[start]

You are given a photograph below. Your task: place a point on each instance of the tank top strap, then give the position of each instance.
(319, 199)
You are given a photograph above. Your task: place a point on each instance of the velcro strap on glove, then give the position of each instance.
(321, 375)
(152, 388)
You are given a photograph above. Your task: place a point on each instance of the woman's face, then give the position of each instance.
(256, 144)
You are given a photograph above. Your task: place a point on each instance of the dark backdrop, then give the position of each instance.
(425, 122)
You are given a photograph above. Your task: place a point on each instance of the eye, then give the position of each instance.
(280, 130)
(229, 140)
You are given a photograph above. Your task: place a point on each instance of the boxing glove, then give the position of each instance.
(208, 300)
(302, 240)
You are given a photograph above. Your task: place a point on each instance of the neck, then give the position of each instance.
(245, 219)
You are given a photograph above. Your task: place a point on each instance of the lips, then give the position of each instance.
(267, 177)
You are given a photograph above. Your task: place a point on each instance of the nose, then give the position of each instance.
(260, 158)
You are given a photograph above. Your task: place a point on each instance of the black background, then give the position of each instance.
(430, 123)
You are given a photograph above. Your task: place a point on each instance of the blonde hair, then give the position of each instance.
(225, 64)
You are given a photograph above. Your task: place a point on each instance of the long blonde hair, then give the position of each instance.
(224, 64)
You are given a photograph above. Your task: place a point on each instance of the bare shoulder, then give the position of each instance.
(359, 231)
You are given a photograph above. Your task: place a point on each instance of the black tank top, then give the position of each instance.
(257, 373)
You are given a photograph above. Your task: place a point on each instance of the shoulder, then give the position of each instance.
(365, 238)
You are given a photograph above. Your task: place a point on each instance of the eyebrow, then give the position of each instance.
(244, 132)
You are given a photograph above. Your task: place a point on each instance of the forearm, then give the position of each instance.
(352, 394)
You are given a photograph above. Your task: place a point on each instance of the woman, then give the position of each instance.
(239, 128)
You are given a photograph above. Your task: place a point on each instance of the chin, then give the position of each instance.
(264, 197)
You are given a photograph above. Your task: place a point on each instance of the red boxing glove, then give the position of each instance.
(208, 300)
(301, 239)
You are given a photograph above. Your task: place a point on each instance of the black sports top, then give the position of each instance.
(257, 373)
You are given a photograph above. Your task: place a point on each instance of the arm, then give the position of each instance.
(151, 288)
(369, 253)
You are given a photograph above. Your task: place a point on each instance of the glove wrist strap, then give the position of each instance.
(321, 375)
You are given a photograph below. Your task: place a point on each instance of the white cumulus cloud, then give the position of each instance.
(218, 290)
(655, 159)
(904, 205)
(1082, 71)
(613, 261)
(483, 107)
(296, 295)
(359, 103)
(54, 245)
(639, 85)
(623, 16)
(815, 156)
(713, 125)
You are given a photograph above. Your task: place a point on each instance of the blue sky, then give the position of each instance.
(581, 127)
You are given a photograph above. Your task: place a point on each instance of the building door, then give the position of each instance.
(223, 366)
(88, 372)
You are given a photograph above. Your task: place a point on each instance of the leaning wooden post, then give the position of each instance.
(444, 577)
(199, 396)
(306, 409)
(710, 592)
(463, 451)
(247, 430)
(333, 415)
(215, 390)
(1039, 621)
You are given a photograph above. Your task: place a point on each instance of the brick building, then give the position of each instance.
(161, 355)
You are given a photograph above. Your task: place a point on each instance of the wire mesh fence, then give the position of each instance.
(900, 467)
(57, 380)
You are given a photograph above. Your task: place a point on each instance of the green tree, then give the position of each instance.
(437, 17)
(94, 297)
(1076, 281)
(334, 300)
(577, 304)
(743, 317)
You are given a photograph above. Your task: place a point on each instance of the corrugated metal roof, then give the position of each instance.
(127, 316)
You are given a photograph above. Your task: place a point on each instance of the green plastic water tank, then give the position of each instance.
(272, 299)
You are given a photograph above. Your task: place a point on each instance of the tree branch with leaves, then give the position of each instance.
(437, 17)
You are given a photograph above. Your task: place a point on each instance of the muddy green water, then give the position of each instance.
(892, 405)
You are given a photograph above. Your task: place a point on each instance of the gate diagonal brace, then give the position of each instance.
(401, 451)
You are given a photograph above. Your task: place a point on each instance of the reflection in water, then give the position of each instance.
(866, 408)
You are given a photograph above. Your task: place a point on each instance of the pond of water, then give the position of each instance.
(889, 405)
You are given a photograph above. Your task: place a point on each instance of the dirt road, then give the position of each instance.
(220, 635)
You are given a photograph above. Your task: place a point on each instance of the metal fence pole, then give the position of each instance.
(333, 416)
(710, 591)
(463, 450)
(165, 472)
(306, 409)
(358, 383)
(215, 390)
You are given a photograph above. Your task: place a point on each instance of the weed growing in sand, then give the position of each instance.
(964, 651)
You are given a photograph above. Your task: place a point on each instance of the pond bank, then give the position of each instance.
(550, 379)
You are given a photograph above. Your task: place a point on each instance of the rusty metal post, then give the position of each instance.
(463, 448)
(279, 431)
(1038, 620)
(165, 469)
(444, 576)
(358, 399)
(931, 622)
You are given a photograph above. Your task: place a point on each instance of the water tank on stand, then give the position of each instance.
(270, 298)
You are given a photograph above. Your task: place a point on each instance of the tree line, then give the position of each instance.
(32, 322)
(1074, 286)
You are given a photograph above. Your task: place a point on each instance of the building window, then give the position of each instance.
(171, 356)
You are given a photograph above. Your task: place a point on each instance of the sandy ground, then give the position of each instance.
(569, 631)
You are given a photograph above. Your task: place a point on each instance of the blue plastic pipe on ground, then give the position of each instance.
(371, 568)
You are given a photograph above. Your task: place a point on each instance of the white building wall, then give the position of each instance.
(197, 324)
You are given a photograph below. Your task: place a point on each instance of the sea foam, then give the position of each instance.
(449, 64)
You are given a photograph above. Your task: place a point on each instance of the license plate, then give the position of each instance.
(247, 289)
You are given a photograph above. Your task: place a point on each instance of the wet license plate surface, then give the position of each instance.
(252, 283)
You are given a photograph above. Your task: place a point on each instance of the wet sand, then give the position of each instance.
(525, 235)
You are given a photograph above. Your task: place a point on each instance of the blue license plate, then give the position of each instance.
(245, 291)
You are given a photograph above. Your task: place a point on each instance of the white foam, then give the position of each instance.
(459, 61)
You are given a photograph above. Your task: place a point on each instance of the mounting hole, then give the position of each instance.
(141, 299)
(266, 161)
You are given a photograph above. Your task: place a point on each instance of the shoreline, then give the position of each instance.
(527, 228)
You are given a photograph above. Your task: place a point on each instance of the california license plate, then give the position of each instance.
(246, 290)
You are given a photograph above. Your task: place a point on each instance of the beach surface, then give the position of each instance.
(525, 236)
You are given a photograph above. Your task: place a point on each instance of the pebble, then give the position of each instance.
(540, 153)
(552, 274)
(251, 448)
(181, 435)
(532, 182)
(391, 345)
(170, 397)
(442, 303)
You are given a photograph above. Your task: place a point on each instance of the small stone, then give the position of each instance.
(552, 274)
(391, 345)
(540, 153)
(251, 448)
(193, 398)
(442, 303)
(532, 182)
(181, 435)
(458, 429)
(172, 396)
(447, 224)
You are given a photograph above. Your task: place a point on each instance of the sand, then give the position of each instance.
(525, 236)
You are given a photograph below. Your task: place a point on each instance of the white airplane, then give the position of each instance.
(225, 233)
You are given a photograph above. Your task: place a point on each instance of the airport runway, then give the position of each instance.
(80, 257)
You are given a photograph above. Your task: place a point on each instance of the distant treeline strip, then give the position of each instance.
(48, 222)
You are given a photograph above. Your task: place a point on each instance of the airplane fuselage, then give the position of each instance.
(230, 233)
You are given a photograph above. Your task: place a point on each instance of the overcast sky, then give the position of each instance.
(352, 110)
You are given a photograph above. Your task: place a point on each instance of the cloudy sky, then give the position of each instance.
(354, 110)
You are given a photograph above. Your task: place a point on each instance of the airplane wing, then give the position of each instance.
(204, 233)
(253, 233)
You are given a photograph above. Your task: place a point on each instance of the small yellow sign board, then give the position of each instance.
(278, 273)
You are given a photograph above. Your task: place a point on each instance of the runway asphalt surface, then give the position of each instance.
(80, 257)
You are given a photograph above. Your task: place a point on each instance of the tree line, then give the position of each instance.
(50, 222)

[end]

Task details: Nothing outside the span should appear: transcribe the lines from the one containing "of the overcast" through the last line of the records.

Solution to this problem:
You are given a photograph above. Your task: place a point on each instance of the overcast sky, then give the position of each instance.
(352, 110)
You are given a photograph above. Your task: place a point on each instance of the cloudy sky, then give the position of each instance.
(354, 110)
You are given a photograph above. Your task: place a point on each instance of the airplane wing, then give the position of each instance.
(204, 233)
(253, 233)
You are given a photograph above. Your task: place a point on each instance of the small yellow sign board, then give the position of each instance.
(278, 273)
You are given a photograph above. Your task: place a point on each instance of the runway asphalt surface, then give the position of each instance.
(80, 257)
You are given a photograph above. Your task: place a point on each instance of the tree line, then give the position of each instance.
(50, 222)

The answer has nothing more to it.